** Start Information shown **

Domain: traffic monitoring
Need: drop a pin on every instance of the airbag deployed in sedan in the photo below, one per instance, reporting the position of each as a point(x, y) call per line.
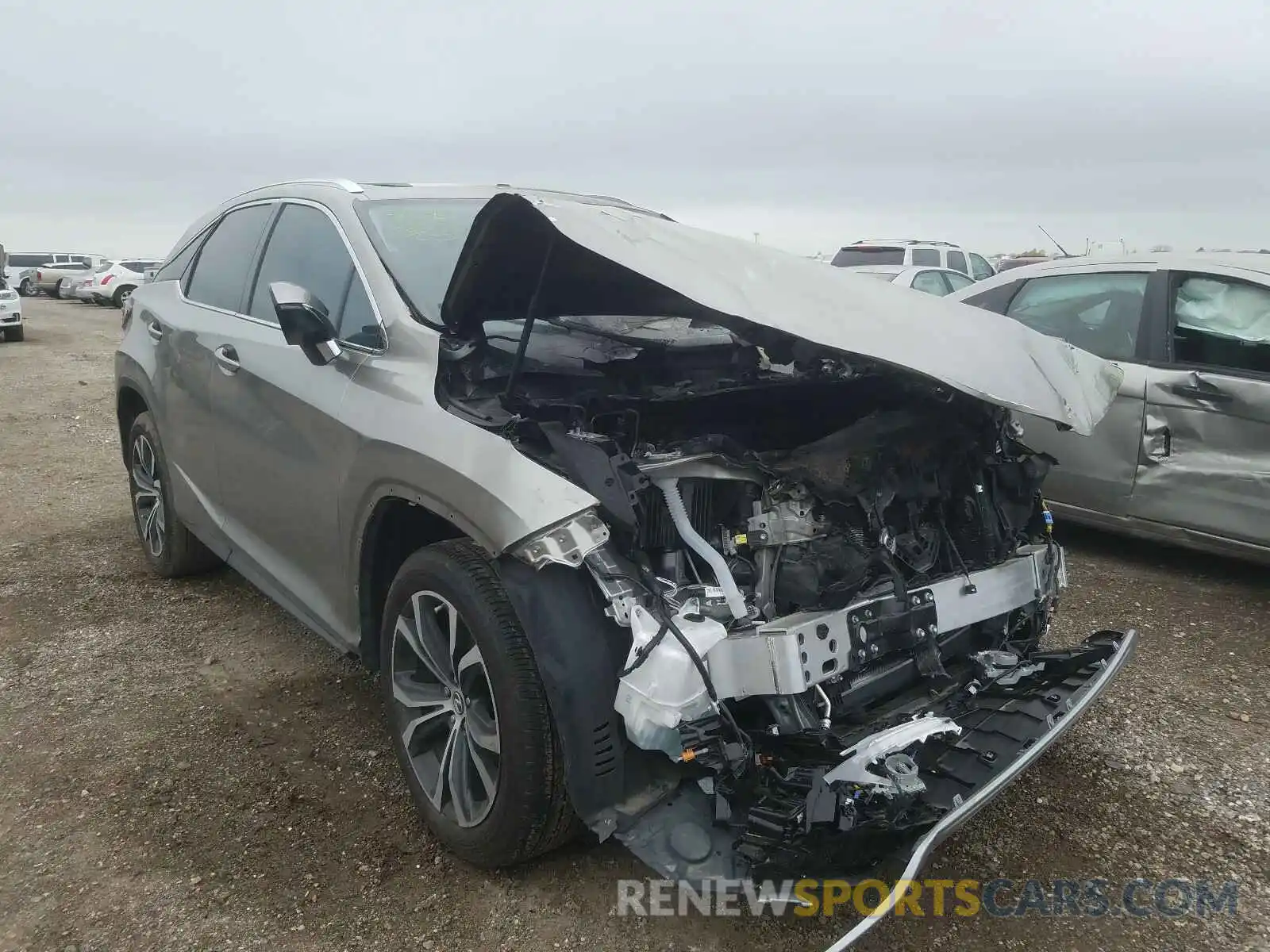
point(619, 262)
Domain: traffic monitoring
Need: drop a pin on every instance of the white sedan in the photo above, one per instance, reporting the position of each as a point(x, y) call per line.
point(930, 281)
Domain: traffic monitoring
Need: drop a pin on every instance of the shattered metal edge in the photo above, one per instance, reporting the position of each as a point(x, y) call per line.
point(958, 816)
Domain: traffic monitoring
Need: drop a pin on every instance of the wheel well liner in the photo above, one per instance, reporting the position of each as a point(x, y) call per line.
point(395, 530)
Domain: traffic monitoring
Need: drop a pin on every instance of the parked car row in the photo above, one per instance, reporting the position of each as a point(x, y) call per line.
point(491, 442)
point(931, 267)
point(1184, 454)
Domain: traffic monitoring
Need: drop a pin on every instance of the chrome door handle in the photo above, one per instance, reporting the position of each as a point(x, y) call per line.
point(226, 359)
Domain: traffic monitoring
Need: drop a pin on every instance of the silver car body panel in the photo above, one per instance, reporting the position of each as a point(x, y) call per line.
point(391, 437)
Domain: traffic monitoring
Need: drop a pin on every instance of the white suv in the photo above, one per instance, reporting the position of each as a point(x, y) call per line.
point(914, 253)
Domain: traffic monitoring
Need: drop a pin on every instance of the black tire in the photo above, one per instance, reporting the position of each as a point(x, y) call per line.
point(530, 812)
point(169, 547)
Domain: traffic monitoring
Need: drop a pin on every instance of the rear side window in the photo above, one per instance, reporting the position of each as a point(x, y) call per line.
point(306, 249)
point(860, 254)
point(1096, 313)
point(221, 267)
point(1222, 323)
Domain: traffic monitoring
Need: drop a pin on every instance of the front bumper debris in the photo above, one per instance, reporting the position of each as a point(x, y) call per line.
point(1057, 724)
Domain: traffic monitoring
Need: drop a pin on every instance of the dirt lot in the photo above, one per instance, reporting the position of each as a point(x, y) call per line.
point(183, 767)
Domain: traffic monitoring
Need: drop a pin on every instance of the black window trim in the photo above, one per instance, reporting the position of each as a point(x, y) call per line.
point(1170, 282)
point(1149, 321)
point(969, 260)
point(258, 262)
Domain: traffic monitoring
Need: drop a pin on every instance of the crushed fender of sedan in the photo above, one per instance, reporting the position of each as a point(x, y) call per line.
point(821, 551)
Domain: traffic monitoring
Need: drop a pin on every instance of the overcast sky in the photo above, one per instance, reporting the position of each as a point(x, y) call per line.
point(810, 124)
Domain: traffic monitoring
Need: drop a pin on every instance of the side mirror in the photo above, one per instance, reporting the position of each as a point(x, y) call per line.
point(304, 321)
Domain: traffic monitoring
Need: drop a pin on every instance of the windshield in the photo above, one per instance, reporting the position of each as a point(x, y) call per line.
point(421, 240)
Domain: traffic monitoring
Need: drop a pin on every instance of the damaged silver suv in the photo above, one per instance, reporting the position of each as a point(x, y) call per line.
point(702, 546)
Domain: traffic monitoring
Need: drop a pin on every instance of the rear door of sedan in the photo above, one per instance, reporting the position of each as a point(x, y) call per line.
point(1206, 463)
point(283, 451)
point(1099, 309)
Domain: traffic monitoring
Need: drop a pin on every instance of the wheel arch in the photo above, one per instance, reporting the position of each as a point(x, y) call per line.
point(130, 403)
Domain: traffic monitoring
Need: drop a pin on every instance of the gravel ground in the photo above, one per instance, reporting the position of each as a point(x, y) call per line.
point(183, 767)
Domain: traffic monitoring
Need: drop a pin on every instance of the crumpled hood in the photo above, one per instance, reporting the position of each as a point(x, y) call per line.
point(620, 262)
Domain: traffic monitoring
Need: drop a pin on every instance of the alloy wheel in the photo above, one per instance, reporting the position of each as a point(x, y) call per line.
point(148, 495)
point(444, 708)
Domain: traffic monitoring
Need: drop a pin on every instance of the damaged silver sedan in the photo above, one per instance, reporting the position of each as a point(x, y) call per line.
point(702, 546)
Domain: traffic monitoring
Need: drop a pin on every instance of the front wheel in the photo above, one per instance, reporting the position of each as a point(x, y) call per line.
point(468, 711)
point(171, 549)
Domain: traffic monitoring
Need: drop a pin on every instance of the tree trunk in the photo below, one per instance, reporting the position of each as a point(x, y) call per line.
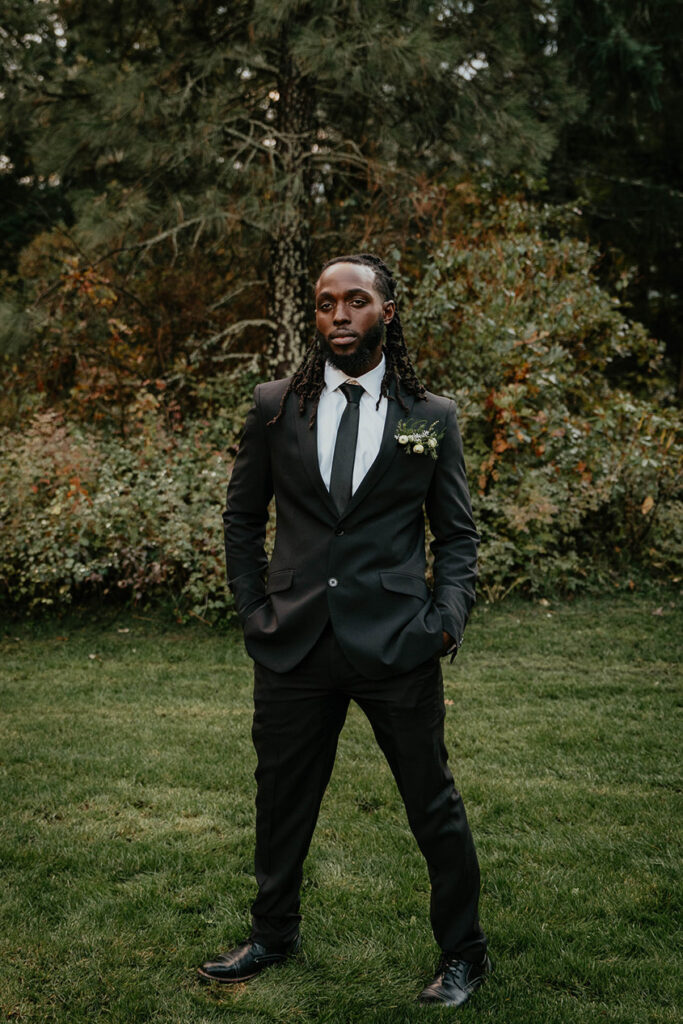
point(291, 293)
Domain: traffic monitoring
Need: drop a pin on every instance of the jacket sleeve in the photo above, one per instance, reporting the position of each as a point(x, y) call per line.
point(246, 514)
point(456, 540)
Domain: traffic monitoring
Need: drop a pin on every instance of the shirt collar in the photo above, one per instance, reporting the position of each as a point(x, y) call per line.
point(372, 381)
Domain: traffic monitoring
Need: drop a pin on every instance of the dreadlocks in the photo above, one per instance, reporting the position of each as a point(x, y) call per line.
point(308, 379)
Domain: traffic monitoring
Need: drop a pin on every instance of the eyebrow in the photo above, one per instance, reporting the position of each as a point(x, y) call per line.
point(351, 291)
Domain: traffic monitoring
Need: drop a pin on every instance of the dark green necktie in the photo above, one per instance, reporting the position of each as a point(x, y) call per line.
point(341, 479)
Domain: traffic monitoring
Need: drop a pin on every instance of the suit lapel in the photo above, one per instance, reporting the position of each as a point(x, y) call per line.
point(307, 438)
point(387, 452)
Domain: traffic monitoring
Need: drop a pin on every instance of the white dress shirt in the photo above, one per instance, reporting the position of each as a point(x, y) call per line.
point(371, 420)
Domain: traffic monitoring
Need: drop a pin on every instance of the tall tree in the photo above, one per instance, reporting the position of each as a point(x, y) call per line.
point(168, 123)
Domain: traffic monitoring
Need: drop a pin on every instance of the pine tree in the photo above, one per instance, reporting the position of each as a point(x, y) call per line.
point(178, 124)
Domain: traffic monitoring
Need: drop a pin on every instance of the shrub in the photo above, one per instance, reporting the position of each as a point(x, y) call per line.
point(573, 478)
point(85, 515)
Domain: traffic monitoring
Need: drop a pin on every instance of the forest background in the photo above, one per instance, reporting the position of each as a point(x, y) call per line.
point(172, 175)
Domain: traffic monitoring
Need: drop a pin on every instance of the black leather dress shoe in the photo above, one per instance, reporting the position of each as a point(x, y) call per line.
point(246, 961)
point(455, 981)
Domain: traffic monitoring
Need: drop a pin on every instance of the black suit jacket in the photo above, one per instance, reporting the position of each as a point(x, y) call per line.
point(365, 569)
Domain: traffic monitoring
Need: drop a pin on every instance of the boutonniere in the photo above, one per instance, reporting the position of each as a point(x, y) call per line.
point(416, 436)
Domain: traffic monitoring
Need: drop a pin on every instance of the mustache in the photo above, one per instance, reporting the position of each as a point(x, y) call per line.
point(342, 334)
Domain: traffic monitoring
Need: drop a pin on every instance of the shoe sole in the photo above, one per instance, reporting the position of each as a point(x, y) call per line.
point(245, 977)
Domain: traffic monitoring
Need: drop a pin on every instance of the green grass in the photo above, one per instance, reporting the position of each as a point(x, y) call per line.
point(127, 814)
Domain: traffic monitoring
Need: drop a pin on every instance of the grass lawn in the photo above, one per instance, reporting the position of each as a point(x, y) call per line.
point(127, 814)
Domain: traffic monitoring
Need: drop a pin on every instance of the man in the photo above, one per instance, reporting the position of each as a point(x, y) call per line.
point(353, 449)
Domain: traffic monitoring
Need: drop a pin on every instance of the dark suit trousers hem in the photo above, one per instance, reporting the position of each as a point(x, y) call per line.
point(298, 716)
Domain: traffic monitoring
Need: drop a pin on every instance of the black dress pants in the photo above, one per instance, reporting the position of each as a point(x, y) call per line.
point(297, 720)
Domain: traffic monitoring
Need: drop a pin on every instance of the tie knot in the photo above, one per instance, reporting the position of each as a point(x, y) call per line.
point(352, 392)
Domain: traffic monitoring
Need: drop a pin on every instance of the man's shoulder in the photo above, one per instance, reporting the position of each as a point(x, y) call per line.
point(435, 404)
point(268, 394)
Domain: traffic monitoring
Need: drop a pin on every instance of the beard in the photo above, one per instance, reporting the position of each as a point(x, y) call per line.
point(357, 363)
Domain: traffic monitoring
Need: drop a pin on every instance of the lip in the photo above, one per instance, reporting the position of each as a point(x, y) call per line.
point(342, 339)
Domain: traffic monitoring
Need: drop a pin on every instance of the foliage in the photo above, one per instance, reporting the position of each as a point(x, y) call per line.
point(89, 516)
point(574, 456)
point(166, 129)
point(623, 159)
point(575, 468)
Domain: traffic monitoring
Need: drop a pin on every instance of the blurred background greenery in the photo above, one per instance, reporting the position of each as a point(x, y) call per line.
point(172, 175)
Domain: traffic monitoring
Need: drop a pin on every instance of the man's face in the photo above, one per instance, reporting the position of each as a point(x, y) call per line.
point(350, 317)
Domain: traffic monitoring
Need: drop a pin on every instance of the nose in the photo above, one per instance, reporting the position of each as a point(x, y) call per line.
point(341, 315)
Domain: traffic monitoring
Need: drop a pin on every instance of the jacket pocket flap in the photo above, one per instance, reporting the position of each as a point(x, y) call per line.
point(282, 580)
point(400, 584)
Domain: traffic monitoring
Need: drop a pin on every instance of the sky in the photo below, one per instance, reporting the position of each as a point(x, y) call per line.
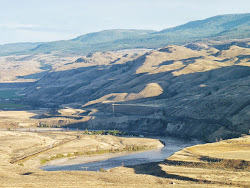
point(50, 20)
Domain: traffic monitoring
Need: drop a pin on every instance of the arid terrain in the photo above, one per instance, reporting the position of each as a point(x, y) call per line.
point(22, 153)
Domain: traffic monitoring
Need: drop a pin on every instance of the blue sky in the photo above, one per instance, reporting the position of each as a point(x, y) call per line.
point(49, 20)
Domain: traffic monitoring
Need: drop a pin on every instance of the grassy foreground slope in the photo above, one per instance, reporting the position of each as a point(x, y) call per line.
point(187, 168)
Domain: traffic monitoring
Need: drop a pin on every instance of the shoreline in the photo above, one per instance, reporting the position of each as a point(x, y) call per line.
point(93, 158)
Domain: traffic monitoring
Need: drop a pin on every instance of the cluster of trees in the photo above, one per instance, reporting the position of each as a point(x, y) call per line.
point(103, 132)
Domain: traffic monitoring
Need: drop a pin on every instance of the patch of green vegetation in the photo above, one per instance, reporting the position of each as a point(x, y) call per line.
point(21, 164)
point(112, 150)
point(103, 132)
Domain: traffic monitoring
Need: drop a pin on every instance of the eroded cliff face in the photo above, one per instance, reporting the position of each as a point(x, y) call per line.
point(198, 90)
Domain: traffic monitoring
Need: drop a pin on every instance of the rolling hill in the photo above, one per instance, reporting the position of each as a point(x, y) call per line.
point(223, 27)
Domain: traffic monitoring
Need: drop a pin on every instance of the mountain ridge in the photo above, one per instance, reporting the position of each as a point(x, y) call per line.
point(230, 26)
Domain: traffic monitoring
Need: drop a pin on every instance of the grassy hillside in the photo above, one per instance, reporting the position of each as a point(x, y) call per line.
point(190, 90)
point(232, 26)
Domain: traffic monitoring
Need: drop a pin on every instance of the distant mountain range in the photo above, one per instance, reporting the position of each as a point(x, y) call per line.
point(223, 27)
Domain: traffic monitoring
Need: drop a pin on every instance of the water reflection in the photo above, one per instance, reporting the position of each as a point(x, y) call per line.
point(172, 145)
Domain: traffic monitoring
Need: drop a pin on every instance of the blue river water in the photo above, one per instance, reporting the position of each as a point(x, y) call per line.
point(172, 145)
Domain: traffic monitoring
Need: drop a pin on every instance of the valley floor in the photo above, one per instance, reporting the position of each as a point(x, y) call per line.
point(209, 165)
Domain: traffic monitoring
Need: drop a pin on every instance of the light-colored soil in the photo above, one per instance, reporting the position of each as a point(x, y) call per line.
point(24, 173)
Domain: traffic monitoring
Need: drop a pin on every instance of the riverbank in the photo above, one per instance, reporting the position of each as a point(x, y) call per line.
point(220, 164)
point(173, 172)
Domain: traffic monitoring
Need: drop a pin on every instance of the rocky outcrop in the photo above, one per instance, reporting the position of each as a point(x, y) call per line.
point(175, 90)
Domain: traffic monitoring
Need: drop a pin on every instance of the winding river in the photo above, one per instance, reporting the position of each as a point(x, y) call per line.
point(172, 145)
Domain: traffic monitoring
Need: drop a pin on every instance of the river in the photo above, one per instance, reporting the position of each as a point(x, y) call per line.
point(172, 145)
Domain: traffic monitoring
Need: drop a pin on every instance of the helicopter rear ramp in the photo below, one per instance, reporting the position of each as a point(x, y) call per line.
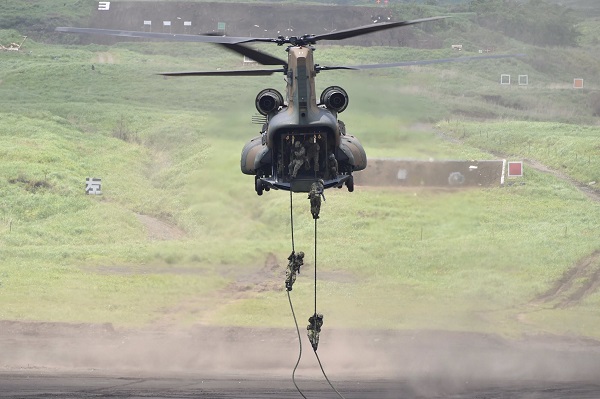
point(415, 173)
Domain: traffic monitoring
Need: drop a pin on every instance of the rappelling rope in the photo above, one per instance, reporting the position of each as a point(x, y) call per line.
point(292, 306)
point(300, 352)
point(316, 355)
point(325, 375)
point(294, 314)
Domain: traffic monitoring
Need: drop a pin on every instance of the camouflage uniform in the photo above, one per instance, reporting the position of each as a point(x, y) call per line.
point(315, 322)
point(316, 191)
point(332, 166)
point(294, 263)
point(297, 158)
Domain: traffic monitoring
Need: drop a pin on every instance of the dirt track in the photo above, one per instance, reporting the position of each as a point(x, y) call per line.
point(41, 360)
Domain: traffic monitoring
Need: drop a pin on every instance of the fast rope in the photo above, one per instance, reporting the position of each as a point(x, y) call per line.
point(292, 307)
point(300, 351)
point(315, 313)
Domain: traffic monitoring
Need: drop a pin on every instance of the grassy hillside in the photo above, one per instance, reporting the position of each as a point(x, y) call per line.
point(169, 149)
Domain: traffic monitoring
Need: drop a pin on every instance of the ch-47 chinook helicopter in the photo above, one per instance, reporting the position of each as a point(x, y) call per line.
point(302, 140)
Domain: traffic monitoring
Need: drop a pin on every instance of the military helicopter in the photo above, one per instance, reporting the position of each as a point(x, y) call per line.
point(301, 140)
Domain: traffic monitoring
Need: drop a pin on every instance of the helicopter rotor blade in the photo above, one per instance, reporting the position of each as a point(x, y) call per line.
point(420, 62)
point(362, 30)
point(258, 56)
point(163, 36)
point(247, 72)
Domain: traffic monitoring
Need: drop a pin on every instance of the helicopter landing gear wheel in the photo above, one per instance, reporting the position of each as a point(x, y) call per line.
point(350, 183)
point(258, 186)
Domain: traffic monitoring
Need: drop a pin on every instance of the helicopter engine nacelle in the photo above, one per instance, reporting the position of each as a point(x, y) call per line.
point(335, 98)
point(268, 101)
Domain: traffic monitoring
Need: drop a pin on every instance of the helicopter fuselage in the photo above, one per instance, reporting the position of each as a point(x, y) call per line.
point(301, 140)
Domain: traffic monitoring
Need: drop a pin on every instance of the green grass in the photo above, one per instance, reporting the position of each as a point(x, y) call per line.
point(459, 260)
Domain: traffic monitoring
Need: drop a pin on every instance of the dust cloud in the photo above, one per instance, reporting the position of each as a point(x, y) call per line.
point(429, 362)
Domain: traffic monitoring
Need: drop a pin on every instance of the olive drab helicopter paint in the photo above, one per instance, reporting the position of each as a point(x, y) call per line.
point(301, 140)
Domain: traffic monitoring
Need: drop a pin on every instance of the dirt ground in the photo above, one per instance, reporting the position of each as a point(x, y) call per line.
point(40, 360)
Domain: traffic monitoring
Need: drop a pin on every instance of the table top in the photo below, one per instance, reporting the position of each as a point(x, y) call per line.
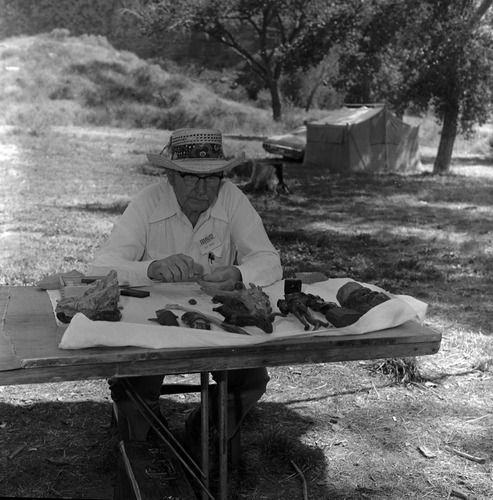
point(29, 351)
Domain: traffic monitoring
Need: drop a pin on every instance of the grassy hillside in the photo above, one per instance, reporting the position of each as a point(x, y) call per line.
point(55, 79)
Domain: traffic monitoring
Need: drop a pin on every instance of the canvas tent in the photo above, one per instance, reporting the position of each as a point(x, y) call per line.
point(362, 138)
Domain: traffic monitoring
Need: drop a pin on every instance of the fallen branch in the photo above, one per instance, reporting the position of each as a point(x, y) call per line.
point(462, 454)
point(303, 480)
point(17, 451)
point(457, 494)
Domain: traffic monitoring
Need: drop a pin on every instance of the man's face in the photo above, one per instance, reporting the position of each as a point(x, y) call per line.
point(195, 194)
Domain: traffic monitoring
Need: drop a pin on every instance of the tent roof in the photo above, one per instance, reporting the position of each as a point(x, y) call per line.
point(345, 116)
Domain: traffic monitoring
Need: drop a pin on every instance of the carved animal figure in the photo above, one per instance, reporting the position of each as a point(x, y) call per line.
point(244, 306)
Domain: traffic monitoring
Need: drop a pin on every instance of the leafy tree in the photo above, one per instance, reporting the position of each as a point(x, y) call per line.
point(269, 35)
point(430, 54)
point(448, 59)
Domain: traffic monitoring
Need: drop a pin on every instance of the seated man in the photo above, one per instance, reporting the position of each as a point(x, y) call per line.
point(193, 225)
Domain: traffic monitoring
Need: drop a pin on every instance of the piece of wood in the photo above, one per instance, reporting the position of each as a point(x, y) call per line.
point(303, 480)
point(479, 460)
point(35, 337)
point(149, 472)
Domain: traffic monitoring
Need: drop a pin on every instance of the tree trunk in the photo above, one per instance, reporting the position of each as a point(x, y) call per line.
point(276, 100)
point(447, 139)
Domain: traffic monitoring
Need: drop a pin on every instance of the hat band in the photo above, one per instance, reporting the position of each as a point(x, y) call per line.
point(197, 151)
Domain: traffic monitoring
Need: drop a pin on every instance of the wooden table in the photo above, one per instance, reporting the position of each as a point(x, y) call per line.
point(29, 352)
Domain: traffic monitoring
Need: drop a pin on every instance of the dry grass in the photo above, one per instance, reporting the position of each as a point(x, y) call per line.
point(352, 430)
point(349, 428)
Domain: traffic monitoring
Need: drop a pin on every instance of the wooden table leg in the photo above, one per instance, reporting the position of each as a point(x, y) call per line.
point(204, 402)
point(222, 383)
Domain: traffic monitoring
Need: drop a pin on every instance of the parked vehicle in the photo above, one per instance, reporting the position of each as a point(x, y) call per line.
point(290, 146)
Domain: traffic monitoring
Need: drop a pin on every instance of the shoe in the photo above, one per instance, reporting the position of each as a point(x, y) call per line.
point(152, 434)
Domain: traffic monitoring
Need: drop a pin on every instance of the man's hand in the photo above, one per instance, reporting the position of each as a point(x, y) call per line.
point(178, 267)
point(223, 277)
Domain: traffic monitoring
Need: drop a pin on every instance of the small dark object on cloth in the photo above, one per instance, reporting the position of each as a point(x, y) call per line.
point(298, 303)
point(292, 286)
point(165, 317)
point(114, 315)
point(196, 320)
point(133, 292)
point(342, 316)
point(359, 298)
point(243, 306)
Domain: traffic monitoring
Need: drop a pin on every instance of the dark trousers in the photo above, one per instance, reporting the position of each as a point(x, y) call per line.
point(245, 388)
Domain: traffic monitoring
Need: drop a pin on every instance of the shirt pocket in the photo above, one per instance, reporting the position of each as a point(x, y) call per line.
point(221, 255)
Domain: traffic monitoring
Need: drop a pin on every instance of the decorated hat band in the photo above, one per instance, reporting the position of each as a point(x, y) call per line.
point(195, 151)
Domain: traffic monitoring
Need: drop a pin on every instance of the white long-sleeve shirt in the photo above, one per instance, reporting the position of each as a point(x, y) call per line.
point(154, 227)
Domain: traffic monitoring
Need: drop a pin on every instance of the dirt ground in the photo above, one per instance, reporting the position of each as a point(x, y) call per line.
point(345, 430)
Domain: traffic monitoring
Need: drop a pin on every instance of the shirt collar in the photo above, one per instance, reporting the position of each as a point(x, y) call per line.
point(168, 207)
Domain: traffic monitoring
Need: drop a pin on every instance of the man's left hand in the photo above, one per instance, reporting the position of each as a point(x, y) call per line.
point(223, 277)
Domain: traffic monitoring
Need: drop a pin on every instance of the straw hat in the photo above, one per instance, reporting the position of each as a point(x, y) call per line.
point(195, 150)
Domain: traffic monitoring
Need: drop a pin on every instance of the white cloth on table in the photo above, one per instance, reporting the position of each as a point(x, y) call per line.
point(135, 329)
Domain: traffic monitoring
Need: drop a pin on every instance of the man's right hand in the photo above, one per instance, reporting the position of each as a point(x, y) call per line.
point(178, 267)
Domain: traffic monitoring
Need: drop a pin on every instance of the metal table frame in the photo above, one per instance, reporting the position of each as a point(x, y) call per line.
point(29, 353)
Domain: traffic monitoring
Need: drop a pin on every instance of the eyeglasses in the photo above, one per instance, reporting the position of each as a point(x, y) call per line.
point(210, 180)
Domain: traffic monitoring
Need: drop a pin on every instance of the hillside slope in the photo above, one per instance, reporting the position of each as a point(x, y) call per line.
point(57, 79)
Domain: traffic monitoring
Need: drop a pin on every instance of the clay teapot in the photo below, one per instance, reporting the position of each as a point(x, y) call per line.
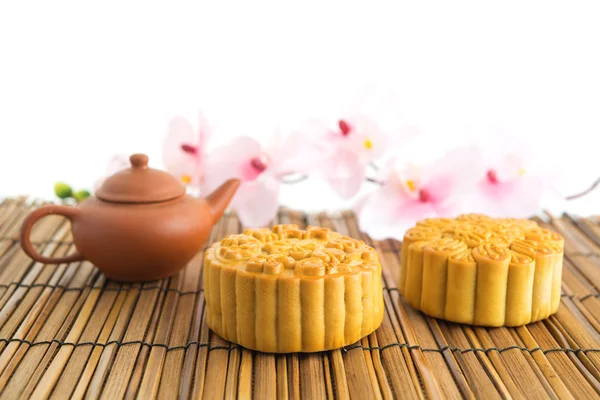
point(139, 226)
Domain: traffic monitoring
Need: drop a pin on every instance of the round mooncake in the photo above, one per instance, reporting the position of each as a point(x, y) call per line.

** End Information shown **

▶ **Exercise brief**
Lay out the records as a Markdown table with the columns "Row" and "Line", starting at the first line of the records and ending at the line that contains "point(395, 530)", with blank lines and pictures left out. Number each row in order in the "Row" column.

▶ **Solution to this problem**
| Row | Line |
|---|---|
| 1 | Domain: traffic monitoring |
| 2 | Need: drop a pin on every instance of the airbag deployed in sedan in the photo below, one per instance, reporting the position of each as a point(x, y) call per line. |
| 3 | point(619, 262) |
| 4 | Domain: traffic monitoring |
| 5 | Need: drop a pin on every instance of the white sedan in the photo above, one per instance, reporting the position of each as a point(x, y) call per line. |
| 6 | point(930, 281) |
| 7 | Domain: traffic monitoring |
| 8 | Need: drop a pin on every instance of the shattered metal edge in the photo above, one per instance, reporting the position of each as a point(x, y) call per line. |
| 9 | point(958, 816) |
| 10 | Domain: traffic monitoring |
| 11 | Need: drop a pin on every instance of the wheel well liner in the photo above, one per instance, reporting the position of each as a point(x, y) call per line. |
| 12 | point(395, 530) |